“Just within would be the raised dais, with its flanking window bay, and the long table, at the higher side of which the lord with his family and any distinguished guests took their meals, whilst on the floor below those of an inferior rank were seated at tables ranging along each side of the room. At the opposite, or western, end, the oaken screens, nine and a half feet high, extended across the full width, dividing off the heck or passage, from which opened out the kitchen, buttery, and other offices, and from over which the musicians in the minstrels’ gallery would on all occasions of more than ordinary importance enliven the feast with their melody. This hall was also used for the transaction of business between the lord and his vassals, for here he would hold his royalty court, receiving their suit and service, and administer justice according to the powers granted to him by the Crown. At night time the retainers would huddle together on the thickly strewn rushes in the middle of the floor, around the fire and its convolving wreaths of smoke ascending to the open lantern in the roof. For it must be remembered that chimneys were not introduced into England, except to a few castles, until the fifteenth century, about the time when the Redemans would be transferring Levens to Alan Bellingham.”
With chimneys came new taxes, and some of them were not only keenly resented, but evaded as openly as was possible. The people seem to have had a special dislike to the tax of two shillings a year which was passed in the twelfth year of Charles the Second, for that was a heavy sum, having regard to the value of money then. Among the manuscripts preserved at Rydal Hall, Westmorland, by the le Flemings, are a great many references to this tax. There were schemes for substituting other imposts, as appears by a sentence contained in a letter (May 10th, 1669) by Daniel Fleming, Rydal, to Joseph Williamson, who had just purchased the estate of Winderwath, near Temple Sowerby:—“There are rumours one while that the Scots are up in armes, another while that bishops and dean and chapter lands will be sold, or annext to the crowne in the place of the excise and hearth money, and bishops to be maintained by sallaries out of the exchequer.”

Entries provided
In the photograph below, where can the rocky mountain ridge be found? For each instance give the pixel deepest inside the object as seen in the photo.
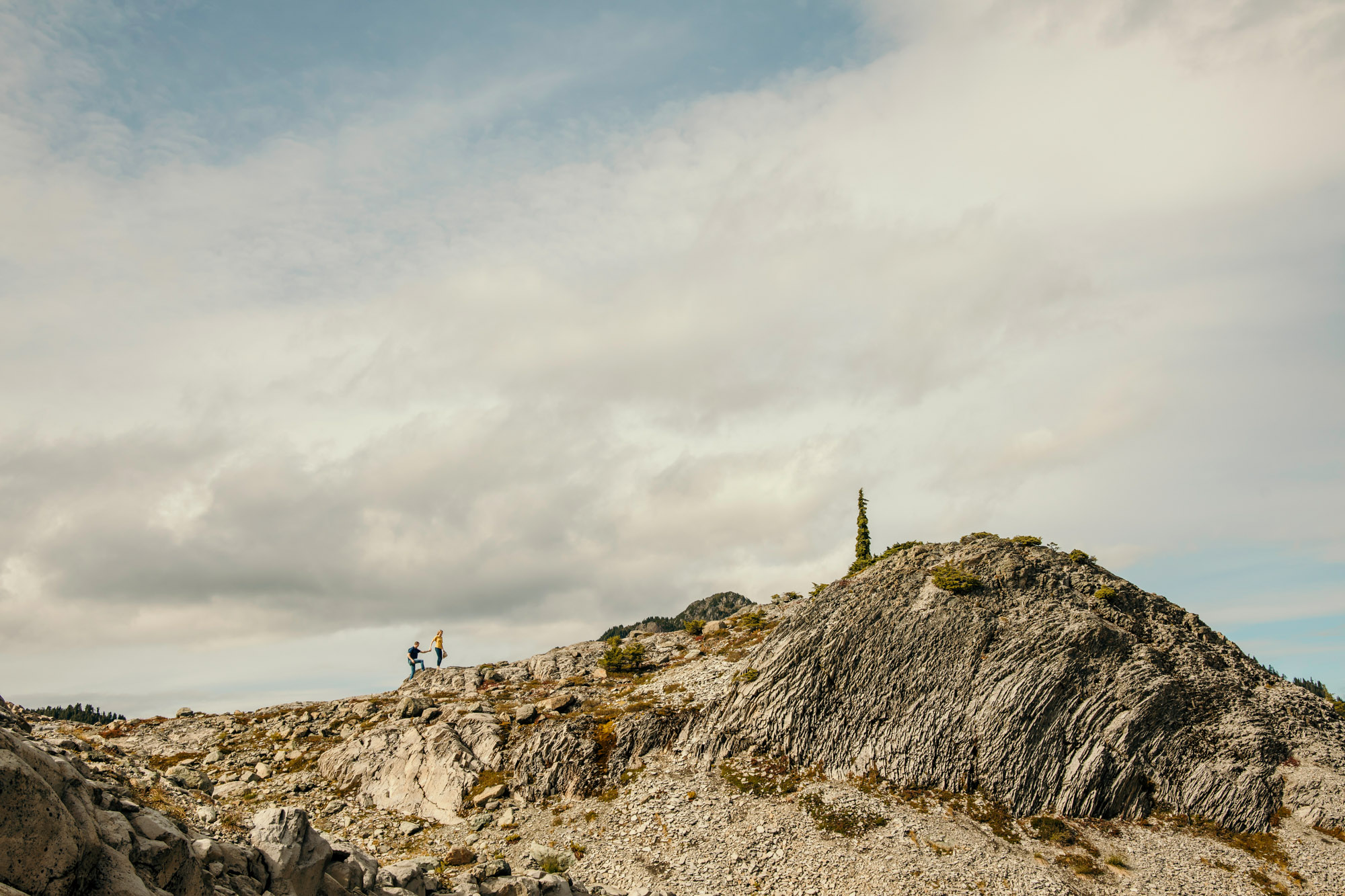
(1034, 724)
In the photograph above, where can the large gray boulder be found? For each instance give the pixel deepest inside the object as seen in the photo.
(297, 853)
(418, 770)
(56, 840)
(1051, 684)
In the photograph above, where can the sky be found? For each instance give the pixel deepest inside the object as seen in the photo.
(330, 325)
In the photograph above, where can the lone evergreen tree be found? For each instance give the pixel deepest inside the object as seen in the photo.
(863, 546)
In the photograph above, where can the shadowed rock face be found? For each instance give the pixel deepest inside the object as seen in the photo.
(1036, 690)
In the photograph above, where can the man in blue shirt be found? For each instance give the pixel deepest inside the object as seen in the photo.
(412, 658)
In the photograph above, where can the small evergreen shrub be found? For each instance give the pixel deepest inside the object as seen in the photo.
(1054, 830)
(841, 821)
(618, 658)
(1320, 689)
(762, 776)
(81, 713)
(954, 579)
(751, 622)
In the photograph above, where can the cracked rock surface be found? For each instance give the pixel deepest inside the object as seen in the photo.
(1054, 731)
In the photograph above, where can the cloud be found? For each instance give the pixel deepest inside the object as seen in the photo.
(1030, 268)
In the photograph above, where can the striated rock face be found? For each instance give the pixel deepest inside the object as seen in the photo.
(56, 840)
(418, 768)
(1035, 689)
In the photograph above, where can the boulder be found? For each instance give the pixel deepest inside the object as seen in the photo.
(558, 702)
(232, 788)
(46, 849)
(189, 778)
(497, 791)
(555, 885)
(510, 887)
(162, 854)
(295, 852)
(549, 856)
(461, 856)
(358, 870)
(410, 874)
(412, 706)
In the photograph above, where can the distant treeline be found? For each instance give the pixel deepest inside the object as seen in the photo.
(79, 712)
(720, 606)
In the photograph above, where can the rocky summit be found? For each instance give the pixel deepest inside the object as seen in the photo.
(985, 716)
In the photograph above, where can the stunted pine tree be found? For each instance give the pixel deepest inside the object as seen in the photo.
(863, 544)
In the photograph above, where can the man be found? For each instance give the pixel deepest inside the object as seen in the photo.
(412, 658)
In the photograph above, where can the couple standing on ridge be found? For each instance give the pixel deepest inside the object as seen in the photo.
(415, 651)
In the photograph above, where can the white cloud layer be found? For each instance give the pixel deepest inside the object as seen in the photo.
(1032, 270)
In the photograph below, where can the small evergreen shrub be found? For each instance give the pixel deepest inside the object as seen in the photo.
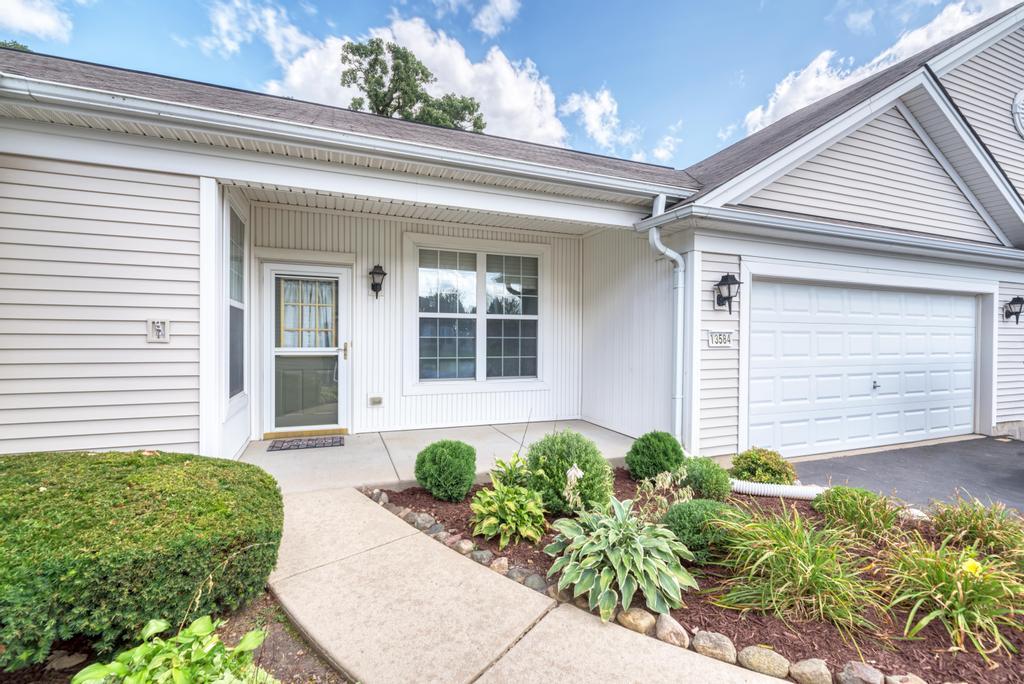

Tasks to carry out
1: List every individual person the text on the great hall and the chimney tax mentions by name.
2: Write the next part of the text on the great hall and the chimney tax, picking up after its final sentence.

Answers to the tasks
1: Alan Bellingham, Charles the Second, Daniel Fleming, Joseph Williamson

2:
Another document is from the Lords Commissioners to the justices of the peace in the Barony of Kendal, concerning the collection of the hearth tax, and an item in a news-letter of April, 1671, says, “This day the Lord Treasurer received proposals for the farm of the hearth money; those who propose to keep it as it was, advancing only £100,000, are to make a new offer.” During the following summer another came “from the Court at Whitehall” to the justices of the peace for Westmorland, “Cautioning them against allowing exemptions from hearth money too readily. They should consider firstly who are they whom the law intends to be exempted. Then they should appoint petty sessions for the signing of certificates at such times and places that the royal officers may attend and be heard. It cannot be supposed that the law intends to oblige the justices to allow whatsoever shall be offered them without examining the truth thereof.” A news-letter of April 23rd, 1674, gives an idea of the extent of the tax in the following sentence:—“This day the farm of the hearth money was made and let to Mr. Anslem, Mr. Perry, and Mr. Buckley, at £151,000 per annum, and £25,000 advance, commencing at Michaelmas next.”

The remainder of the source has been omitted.